**Data extract**:
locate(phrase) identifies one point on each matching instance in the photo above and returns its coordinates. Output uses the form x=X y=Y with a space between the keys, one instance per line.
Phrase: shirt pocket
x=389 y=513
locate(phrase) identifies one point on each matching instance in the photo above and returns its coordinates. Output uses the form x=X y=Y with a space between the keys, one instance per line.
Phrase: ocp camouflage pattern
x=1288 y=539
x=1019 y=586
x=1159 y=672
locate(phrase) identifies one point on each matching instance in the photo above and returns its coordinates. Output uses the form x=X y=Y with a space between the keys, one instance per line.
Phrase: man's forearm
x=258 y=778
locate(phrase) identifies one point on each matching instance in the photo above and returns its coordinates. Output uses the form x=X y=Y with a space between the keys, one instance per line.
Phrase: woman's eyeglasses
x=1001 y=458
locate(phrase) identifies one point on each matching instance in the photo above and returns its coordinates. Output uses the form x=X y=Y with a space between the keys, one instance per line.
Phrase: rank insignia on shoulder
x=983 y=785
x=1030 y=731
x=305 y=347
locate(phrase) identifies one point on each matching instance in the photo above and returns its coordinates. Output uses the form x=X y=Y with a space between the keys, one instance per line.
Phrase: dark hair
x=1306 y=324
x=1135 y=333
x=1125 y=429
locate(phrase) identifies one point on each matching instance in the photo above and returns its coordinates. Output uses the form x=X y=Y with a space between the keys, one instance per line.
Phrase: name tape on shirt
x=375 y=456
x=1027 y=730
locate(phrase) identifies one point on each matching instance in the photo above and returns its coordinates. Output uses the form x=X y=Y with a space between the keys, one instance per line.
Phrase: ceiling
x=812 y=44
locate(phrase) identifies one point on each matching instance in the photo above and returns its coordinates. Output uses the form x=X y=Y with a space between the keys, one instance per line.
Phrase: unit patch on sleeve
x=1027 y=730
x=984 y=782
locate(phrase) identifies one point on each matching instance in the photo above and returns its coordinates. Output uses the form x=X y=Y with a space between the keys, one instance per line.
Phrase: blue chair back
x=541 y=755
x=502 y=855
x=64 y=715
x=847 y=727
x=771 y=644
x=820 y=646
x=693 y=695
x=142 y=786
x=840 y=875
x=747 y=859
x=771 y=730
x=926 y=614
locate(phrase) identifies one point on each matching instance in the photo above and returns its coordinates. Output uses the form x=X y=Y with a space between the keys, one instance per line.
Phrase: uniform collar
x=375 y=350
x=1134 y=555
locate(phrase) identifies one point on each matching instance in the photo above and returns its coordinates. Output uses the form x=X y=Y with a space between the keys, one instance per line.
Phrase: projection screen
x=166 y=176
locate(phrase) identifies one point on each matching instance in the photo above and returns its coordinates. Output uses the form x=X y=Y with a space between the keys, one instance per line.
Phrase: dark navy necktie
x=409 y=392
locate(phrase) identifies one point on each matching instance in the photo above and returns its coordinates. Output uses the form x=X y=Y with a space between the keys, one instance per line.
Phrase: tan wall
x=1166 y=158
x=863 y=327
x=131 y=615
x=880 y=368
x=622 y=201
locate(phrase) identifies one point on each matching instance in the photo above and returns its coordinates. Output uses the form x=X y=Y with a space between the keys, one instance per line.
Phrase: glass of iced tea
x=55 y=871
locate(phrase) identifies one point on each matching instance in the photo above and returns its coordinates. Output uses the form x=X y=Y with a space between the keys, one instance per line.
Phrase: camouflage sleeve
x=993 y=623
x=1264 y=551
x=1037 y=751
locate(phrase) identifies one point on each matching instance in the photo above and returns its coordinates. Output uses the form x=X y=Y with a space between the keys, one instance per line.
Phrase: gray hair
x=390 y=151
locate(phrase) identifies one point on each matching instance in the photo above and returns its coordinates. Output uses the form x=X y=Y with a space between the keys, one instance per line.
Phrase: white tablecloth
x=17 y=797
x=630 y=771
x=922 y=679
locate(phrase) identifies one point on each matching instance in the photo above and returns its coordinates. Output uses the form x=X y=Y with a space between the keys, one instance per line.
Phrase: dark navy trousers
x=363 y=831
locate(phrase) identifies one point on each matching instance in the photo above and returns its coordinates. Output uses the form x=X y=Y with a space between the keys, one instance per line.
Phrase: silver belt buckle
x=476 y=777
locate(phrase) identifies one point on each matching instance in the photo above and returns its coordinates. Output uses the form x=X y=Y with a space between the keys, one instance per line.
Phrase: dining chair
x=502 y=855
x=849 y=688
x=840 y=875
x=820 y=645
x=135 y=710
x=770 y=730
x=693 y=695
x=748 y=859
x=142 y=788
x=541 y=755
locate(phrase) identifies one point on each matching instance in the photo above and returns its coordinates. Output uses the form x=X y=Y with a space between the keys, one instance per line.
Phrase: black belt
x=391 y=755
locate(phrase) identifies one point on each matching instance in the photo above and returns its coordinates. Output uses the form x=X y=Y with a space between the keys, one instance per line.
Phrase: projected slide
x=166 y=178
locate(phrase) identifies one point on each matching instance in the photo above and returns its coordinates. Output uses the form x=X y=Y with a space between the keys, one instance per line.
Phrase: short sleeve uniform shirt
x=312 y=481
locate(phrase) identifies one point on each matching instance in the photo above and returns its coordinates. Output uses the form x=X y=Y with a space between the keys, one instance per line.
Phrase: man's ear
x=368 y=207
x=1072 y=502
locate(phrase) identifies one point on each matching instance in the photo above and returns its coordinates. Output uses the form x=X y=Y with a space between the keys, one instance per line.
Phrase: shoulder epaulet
--
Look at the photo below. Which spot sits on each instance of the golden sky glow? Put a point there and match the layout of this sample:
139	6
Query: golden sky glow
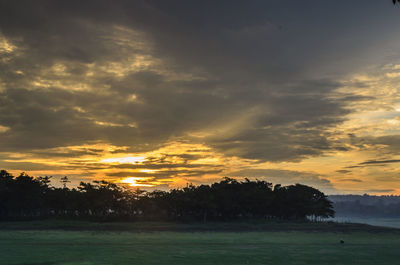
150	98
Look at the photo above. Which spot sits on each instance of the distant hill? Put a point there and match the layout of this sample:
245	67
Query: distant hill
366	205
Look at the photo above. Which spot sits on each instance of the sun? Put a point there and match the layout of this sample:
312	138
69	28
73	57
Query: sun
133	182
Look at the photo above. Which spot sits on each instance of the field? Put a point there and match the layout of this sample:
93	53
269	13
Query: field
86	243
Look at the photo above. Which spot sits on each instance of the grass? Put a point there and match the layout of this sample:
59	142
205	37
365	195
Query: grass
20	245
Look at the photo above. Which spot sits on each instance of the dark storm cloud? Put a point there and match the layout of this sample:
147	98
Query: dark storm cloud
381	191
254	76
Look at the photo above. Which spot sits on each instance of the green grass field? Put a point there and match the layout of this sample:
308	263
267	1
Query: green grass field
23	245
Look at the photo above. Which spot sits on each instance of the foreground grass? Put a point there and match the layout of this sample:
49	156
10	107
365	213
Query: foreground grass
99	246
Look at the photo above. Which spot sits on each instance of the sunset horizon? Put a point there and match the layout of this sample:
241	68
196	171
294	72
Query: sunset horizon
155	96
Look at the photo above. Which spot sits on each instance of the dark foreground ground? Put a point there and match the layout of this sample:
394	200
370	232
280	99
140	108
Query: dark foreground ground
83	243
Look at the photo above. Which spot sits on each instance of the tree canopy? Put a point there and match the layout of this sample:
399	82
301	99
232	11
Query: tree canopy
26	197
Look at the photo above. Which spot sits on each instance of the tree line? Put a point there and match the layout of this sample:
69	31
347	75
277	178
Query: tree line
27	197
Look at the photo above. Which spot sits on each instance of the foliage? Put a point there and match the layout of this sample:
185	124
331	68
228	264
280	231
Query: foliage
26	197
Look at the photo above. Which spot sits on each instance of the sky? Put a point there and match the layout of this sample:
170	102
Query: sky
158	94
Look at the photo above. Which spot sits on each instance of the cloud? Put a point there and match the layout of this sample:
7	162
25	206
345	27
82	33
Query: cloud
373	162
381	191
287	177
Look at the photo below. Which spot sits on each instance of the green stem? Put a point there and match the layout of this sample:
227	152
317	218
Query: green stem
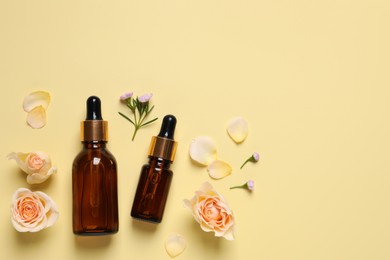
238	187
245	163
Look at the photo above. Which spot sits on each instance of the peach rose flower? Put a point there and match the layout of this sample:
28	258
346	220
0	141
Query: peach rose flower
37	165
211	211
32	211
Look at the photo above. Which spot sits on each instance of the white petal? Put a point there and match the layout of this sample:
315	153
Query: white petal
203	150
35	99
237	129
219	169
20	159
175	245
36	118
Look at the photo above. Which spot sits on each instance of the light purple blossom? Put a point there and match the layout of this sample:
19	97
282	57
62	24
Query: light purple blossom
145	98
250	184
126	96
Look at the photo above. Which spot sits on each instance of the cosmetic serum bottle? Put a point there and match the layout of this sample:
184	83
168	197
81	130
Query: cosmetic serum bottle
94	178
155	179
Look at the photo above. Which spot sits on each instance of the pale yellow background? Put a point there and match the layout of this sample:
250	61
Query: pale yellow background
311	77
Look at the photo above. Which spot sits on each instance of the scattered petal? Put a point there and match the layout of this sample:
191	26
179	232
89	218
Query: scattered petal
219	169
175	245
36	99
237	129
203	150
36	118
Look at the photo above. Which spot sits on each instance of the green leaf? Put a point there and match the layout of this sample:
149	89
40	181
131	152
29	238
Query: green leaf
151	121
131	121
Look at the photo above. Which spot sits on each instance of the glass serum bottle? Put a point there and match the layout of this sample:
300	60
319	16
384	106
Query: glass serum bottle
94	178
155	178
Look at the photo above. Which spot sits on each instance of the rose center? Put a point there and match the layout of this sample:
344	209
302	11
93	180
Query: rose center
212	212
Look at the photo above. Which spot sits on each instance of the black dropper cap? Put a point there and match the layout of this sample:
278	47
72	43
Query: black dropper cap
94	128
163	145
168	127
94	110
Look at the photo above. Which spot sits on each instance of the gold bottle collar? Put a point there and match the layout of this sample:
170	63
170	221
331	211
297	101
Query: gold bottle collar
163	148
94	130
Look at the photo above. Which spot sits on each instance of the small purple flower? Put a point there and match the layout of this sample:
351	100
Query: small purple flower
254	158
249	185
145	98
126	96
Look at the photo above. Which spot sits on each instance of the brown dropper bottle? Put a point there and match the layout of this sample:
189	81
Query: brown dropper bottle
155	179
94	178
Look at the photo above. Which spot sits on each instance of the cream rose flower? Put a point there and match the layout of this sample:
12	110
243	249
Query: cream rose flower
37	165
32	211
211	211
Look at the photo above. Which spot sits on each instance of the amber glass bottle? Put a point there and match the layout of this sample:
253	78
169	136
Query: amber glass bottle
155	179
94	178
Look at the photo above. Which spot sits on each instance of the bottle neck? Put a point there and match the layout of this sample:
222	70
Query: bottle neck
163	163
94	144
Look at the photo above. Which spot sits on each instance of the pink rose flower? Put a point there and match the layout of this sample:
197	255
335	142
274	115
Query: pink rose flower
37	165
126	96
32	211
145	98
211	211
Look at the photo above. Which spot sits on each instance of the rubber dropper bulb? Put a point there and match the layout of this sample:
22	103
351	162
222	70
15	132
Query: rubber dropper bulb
...
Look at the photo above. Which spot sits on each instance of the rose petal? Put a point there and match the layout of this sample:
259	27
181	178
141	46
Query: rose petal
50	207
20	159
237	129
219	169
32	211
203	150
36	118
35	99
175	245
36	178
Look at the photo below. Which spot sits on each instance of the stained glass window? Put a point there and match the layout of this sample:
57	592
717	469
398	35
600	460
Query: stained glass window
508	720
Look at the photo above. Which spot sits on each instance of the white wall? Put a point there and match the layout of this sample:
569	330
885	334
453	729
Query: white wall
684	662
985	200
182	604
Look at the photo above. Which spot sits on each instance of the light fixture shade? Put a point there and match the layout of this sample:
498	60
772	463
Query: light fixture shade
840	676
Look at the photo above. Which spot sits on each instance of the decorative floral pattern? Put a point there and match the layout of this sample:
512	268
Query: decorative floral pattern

**What you will do**: Return each line above where the word "rubber" shows up.

**Reply to the task**:
Look at the photo above. Which spot sits on each instance of the rubber dropper bulb? Put a point there and match the layout of this sample:
Query: rubber dropper bulb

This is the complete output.